▶ _Requests_
1) Please copy out the White House text, starting with "With his poll" and going on through "dysfunctional White House.".
2) Using only the White House text, judge these statements: (a) John F. Kelly had been serving as secretary of Homeland Security. (b) Reince Priebus was a retired four-star Marine general. (c) Members of the president's own party showed growing willingness to stand against him on health care and Russia. Answer yes or no for each and quote the deciding words of the text.

With his poll numbers at historic lows, his legislative agenda stalled and his advisers busy plotting against one another, Mr. Trump hoped to regain momentum by pushing out his top aide, Reince Priebus, and installing a retired four-star Marine general, John F. Kelly, to take command. But it is far from certain that the move will be enough to tame a dysfunctional White House.

The shake-up followed a week that saw the bombastic, with-me-or-against-me president defied as never before by Washington and its institutions, including Republicans in Congress, his own attorney general, the uniformed military leadership, police officers and even the Boy Scouts. No longer daunted by a president with a Twitter account that he uses like a Gatling gun, members of his own party made clear that they were increasingly willing to stand against him on issues like health care and Russia.

The setbacks came against the backdrop of a West Wing at war with itself, egged on by a president who thrives on conflict and chaos. Mr. Kelly, who had been serving as secretary of Homeland Security, brings a career of decisive leadership to his new assignment as White House chief of staff. But he confronts multiple power centers among presidential aides, all with independent lines to the man in the Oval Office, who resists the discipline and structure favored by generals.

▶ _Dataset excerpts_
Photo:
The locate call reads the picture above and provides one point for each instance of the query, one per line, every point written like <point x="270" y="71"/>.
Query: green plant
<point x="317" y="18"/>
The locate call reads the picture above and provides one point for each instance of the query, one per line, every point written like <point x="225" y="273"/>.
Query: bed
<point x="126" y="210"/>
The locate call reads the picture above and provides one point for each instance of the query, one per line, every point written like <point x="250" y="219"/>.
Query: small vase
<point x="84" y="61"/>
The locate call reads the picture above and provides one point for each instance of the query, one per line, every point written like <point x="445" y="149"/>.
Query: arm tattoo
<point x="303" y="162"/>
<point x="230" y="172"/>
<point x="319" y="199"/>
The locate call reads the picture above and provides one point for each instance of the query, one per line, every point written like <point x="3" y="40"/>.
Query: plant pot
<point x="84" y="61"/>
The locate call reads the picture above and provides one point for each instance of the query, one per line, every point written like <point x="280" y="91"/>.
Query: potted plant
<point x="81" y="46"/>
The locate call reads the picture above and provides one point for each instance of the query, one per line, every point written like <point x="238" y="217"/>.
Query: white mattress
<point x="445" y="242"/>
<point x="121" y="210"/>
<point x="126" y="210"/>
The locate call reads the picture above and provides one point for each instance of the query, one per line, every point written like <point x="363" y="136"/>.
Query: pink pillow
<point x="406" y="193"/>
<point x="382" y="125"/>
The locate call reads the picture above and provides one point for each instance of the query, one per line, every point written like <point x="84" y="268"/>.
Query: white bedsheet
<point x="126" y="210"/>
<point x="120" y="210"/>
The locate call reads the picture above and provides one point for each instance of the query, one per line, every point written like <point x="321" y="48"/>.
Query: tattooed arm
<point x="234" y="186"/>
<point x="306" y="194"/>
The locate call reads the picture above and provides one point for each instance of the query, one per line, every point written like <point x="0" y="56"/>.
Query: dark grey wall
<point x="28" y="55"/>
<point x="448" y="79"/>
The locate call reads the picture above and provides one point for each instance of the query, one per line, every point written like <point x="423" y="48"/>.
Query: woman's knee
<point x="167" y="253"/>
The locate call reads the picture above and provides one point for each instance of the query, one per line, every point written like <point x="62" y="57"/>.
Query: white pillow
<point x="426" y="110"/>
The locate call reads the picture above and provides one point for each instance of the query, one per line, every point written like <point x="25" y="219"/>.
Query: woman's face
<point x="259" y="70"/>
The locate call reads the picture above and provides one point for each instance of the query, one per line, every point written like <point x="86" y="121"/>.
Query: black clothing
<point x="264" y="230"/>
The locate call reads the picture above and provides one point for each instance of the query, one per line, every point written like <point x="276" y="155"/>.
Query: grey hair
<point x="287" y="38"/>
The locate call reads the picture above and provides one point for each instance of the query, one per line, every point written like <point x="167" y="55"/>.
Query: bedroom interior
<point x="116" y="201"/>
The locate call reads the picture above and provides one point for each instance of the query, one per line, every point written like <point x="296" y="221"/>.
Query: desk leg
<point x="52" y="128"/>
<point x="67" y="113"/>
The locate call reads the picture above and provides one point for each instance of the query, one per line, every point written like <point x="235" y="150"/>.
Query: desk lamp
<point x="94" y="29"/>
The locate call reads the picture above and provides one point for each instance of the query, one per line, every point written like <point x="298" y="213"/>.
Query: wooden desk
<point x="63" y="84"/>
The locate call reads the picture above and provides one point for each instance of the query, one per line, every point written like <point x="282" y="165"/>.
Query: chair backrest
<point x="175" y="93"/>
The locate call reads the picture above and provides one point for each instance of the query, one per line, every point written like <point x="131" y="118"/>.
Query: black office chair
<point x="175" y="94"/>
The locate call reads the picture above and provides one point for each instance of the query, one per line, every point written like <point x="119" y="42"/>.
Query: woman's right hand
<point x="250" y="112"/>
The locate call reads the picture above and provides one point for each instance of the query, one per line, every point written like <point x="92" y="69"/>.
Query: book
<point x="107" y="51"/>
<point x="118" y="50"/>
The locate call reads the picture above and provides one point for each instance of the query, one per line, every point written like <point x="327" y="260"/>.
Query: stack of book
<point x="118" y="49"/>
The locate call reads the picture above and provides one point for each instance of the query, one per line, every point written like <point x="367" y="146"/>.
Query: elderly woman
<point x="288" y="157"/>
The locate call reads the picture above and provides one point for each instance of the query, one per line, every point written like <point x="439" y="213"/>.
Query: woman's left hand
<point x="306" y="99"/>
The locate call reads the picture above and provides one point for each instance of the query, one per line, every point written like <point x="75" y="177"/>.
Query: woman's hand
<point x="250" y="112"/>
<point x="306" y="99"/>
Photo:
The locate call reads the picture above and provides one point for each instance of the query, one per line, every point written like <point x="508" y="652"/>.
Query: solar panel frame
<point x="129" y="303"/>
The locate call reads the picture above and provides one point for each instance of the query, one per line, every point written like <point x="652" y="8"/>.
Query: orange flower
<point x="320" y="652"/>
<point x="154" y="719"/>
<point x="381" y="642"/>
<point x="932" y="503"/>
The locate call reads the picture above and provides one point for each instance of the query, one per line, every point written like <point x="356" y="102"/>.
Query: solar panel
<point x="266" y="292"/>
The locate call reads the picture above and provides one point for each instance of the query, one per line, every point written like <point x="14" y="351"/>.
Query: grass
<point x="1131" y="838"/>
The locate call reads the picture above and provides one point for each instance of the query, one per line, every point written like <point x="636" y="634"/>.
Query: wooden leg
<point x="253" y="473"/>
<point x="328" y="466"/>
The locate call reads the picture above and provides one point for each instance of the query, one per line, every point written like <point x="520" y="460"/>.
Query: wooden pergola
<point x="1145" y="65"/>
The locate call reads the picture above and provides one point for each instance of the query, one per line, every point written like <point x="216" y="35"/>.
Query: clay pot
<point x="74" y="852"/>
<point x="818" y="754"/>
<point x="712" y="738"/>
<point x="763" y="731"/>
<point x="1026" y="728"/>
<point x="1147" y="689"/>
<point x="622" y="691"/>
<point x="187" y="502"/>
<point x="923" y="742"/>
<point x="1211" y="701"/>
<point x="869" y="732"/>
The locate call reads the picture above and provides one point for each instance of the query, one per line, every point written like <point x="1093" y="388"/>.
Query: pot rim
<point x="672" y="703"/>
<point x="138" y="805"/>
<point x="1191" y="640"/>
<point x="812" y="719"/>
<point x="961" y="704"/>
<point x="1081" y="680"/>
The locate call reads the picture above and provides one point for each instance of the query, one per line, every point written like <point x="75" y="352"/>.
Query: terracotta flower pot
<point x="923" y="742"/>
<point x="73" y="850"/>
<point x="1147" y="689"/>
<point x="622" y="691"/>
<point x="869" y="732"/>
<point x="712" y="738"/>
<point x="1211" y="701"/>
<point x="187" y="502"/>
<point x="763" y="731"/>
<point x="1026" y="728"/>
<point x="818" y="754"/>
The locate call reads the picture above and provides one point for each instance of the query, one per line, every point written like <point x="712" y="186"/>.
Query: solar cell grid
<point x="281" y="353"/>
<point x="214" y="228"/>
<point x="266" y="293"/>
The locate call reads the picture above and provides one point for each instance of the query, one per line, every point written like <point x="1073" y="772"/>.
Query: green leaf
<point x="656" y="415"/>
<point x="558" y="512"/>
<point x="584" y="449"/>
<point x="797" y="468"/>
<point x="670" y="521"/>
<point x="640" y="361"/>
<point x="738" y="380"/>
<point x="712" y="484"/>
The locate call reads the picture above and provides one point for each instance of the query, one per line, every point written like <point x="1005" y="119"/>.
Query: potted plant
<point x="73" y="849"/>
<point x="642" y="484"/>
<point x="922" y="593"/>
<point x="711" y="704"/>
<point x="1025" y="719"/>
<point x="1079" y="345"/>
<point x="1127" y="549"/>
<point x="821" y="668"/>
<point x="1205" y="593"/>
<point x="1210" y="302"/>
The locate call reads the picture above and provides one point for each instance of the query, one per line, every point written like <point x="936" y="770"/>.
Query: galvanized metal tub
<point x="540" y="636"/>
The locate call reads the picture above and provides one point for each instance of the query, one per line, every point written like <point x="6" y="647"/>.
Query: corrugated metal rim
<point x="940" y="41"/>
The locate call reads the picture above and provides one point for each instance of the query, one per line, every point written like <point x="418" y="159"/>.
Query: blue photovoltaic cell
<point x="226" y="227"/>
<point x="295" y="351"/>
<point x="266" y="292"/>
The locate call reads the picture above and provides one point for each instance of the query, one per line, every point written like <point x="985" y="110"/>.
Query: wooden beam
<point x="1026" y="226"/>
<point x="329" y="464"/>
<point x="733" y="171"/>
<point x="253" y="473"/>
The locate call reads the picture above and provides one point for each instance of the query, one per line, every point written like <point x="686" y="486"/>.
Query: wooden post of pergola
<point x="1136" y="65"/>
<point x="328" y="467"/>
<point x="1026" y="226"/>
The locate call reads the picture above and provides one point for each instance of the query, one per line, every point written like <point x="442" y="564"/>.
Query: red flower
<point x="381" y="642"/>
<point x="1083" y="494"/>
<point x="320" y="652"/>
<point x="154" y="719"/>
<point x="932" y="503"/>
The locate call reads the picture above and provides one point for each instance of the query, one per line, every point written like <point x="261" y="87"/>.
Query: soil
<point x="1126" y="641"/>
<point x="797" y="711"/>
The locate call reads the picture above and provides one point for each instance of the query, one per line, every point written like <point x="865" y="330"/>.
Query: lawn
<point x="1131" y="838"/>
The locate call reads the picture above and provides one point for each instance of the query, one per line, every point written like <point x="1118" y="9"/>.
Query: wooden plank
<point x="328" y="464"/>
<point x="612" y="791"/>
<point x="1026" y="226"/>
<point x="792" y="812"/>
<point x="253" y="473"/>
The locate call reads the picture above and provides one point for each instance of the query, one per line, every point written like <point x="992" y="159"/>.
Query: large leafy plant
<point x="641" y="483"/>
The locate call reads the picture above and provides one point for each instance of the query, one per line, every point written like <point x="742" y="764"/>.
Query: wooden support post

▶ _Final results_
1)
With his poll numbers at historic lows, his legislative agenda stalled and his advisers busy plotting against one another, Mr. Trump hoped to regain momentum by pushing out his top aide, Reince Priebus, and installing a retired four-star Marine general, John F. Kelly, to take command. But it is far from certain that the move will be enough to tame a dysfunctional White House.

2)
(a) Yes: "Mr. Kelly, who had been serving as secretary of Homeland Security"
(b) No: "installing a retired four-star Marine general, John F. Kelly"
(c) Yes: "members of his own party made clear that they were increasingly willing to stand against him on issues like health care and Russia"